# Your instructions
Write the data out again in full, with no departure from the original.

===== Supplied records

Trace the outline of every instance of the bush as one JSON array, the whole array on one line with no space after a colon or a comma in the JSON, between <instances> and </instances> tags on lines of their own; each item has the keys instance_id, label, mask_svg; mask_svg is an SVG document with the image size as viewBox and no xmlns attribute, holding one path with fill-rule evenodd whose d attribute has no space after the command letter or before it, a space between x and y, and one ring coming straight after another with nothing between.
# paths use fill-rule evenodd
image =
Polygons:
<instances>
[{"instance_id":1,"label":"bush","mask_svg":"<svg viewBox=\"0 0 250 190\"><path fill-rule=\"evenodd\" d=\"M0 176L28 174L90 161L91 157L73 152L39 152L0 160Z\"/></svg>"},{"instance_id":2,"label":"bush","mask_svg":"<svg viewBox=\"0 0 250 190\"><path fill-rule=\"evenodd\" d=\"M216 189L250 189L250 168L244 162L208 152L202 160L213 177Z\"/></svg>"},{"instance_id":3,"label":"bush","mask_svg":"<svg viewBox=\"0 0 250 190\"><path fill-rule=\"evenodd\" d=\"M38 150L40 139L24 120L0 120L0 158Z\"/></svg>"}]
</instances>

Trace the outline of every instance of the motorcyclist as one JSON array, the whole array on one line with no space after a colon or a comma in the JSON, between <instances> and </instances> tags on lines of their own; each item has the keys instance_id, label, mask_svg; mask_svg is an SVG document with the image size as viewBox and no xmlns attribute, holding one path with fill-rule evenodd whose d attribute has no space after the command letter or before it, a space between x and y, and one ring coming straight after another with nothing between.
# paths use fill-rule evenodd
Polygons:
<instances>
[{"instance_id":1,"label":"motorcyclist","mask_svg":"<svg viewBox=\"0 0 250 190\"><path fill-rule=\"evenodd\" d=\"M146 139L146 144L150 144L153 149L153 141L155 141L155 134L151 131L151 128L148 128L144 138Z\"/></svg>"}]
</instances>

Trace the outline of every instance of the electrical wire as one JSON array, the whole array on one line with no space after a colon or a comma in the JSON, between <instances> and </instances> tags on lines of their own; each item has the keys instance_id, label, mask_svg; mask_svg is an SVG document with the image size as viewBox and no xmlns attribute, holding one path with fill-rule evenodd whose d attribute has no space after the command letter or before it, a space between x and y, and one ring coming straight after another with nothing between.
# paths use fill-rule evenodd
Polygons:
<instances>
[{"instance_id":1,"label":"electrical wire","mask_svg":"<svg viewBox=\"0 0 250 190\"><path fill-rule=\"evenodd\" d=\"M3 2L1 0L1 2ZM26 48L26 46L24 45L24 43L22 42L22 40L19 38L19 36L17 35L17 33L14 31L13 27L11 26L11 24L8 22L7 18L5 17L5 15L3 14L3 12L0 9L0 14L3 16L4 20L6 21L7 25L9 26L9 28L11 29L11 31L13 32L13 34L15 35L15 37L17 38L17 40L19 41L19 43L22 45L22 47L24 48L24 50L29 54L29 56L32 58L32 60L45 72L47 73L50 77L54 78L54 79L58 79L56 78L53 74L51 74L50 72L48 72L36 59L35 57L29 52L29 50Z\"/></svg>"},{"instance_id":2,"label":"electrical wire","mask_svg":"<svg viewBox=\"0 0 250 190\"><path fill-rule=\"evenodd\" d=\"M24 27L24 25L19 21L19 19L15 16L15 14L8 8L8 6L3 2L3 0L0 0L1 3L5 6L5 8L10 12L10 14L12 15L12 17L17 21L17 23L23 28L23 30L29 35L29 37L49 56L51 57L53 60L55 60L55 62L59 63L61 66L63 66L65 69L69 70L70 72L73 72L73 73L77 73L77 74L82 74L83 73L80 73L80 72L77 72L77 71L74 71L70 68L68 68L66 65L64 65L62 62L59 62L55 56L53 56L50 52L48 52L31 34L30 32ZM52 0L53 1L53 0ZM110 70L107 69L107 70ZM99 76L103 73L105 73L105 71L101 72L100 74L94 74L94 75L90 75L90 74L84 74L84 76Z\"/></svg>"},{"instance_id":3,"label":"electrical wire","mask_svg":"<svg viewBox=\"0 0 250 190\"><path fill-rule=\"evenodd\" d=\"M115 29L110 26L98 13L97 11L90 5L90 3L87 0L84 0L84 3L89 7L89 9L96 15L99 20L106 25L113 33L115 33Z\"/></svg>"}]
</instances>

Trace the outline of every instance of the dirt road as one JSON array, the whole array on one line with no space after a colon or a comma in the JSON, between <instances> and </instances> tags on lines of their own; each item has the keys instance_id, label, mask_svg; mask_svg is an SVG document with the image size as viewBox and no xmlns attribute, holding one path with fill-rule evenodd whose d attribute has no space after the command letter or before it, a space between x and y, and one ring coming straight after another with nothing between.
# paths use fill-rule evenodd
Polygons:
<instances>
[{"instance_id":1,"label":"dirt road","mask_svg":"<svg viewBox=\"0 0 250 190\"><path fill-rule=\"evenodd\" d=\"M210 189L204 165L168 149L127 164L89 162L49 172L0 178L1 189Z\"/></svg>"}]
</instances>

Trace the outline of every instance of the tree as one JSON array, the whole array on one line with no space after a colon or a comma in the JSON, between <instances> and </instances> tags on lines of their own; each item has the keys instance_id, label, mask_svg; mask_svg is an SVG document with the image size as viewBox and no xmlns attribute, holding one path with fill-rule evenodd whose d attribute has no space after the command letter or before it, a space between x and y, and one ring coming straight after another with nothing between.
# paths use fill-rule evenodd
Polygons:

==========

# Task answer
Trace the outline of every instance of the bush as one JSON array, the whole array on one line with no space after a colon or a comma in the JSON, between <instances> and </instances> tags on lines of their own; each item has the keys instance_id, label, mask_svg; mask_svg is an SVG document with the image size as viewBox and no xmlns attribute, holding one path with fill-rule evenodd whose d attribute has no space after the command letter or before it, a space between x and y, and one ring coming straight after another with nothing between.
# paths use fill-rule evenodd
image =
Polygons:
<instances>
[{"instance_id":1,"label":"bush","mask_svg":"<svg viewBox=\"0 0 250 190\"><path fill-rule=\"evenodd\" d=\"M0 176L28 174L90 161L91 157L73 152L39 152L0 160Z\"/></svg>"},{"instance_id":2,"label":"bush","mask_svg":"<svg viewBox=\"0 0 250 190\"><path fill-rule=\"evenodd\" d=\"M216 189L250 189L250 168L244 162L208 152L202 160L213 177Z\"/></svg>"},{"instance_id":3,"label":"bush","mask_svg":"<svg viewBox=\"0 0 250 190\"><path fill-rule=\"evenodd\" d=\"M38 150L40 139L24 120L0 120L0 158Z\"/></svg>"}]
</instances>

Trace the outline of every instance of the motorcyclist as one JSON array, the whole array on one line with no space after a colon or a comma in the JSON, between <instances> and </instances> tags on lines of their own; each item has the keys instance_id, label, mask_svg; mask_svg is an SVG document with the image size as viewBox and no xmlns attribute, holding one path with fill-rule evenodd whose d attribute has no space after the command letter or before it, a space between x and y, and one ring coming straight after another with nothing between.
# paths use fill-rule evenodd
Polygons:
<instances>
[{"instance_id":1,"label":"motorcyclist","mask_svg":"<svg viewBox=\"0 0 250 190\"><path fill-rule=\"evenodd\" d=\"M146 139L146 144L150 144L153 149L153 141L155 141L155 134L151 131L151 128L148 128L144 138Z\"/></svg>"}]
</instances>

Trace the outline of every instance of the electrical wire as one JSON array, the whole array on one line with no space after a colon or a comma in the JSON, between <instances> and </instances> tags on lines of their own; each item has the keys instance_id, label, mask_svg; mask_svg is an SVG document with the image size as viewBox and no xmlns attribute, holding one path with fill-rule evenodd whose d attribute has no space after the command letter or before it, a space between x and y, and one ring coming straight after another with nothing between.
# paths use fill-rule evenodd
Polygons:
<instances>
[{"instance_id":1,"label":"electrical wire","mask_svg":"<svg viewBox=\"0 0 250 190\"><path fill-rule=\"evenodd\" d=\"M3 2L1 0L1 2ZM26 48L26 46L24 45L24 43L22 42L22 40L19 38L19 36L17 35L17 33L14 31L13 27L11 26L11 24L8 22L7 18L5 17L5 15L3 14L3 12L0 9L0 14L3 16L4 20L6 21L7 25L9 26L9 28L11 29L11 31L13 32L13 34L15 35L15 37L17 38L17 40L19 41L19 43L22 45L22 47L24 48L24 50L29 54L29 56L32 58L32 60L45 72L47 73L50 77L54 78L54 79L58 79L56 78L53 74L51 74L50 72L48 72L36 59L35 57L29 52L29 50Z\"/></svg>"},{"instance_id":2,"label":"electrical wire","mask_svg":"<svg viewBox=\"0 0 250 190\"><path fill-rule=\"evenodd\" d=\"M24 27L24 25L19 21L19 19L15 16L15 14L8 8L8 6L3 2L3 0L0 0L1 3L5 6L5 8L10 12L10 14L12 15L12 17L17 21L17 23L23 28L23 30L29 35L29 37L49 56L51 57L53 60L55 60L55 62L59 63L61 66L63 66L65 69L69 70L70 72L73 72L73 73L77 73L77 74L82 74L83 73L80 73L80 72L77 72L77 71L74 71L70 68L68 68L66 65L64 65L62 62L59 62L55 56L53 56L50 52L48 52L31 34L30 32ZM52 0L53 1L53 0ZM110 70L107 69L107 70ZM99 76L103 73L105 73L105 71L101 72L100 74L94 74L94 75L90 75L90 74L84 74L84 76Z\"/></svg>"},{"instance_id":3,"label":"electrical wire","mask_svg":"<svg viewBox=\"0 0 250 190\"><path fill-rule=\"evenodd\" d=\"M115 29L110 26L98 13L97 11L90 5L90 3L87 0L84 0L84 3L89 7L89 9L96 15L99 20L106 25L113 33L115 33Z\"/></svg>"}]
</instances>

Trace the outline of every instance of the dirt road as one JSON array, the whole array on one line with no space after a colon or a comma in the JSON, between <instances> and </instances> tags on lines of their own; each item has the keys instance_id, label, mask_svg; mask_svg is an SVG document with the image size as viewBox and no xmlns attribute, holding one path with fill-rule evenodd whose d attribute has no space after the command letter or before it, a space between x and y, and one ring coming straight after another with nothing between.
# paths use fill-rule evenodd
Polygons:
<instances>
[{"instance_id":1,"label":"dirt road","mask_svg":"<svg viewBox=\"0 0 250 190\"><path fill-rule=\"evenodd\" d=\"M210 189L204 165L168 149L127 164L89 162L49 172L0 178L1 189Z\"/></svg>"}]
</instances>

Trace the outline of every instance of the tree as one JSON array, the whole array on one line with no space after a colon or a comma in the JSON, between <instances> and </instances> tags on lines of their own; each item has the keys instance_id, label, mask_svg; mask_svg is an SVG document with the image size as viewBox and no xmlns attribute, holding one path with fill-rule evenodd whose d attribute has no space after the command letter or before it, a space between x and y, and one ring coming straight after another with nothing between.
# paths use fill-rule evenodd
Polygons:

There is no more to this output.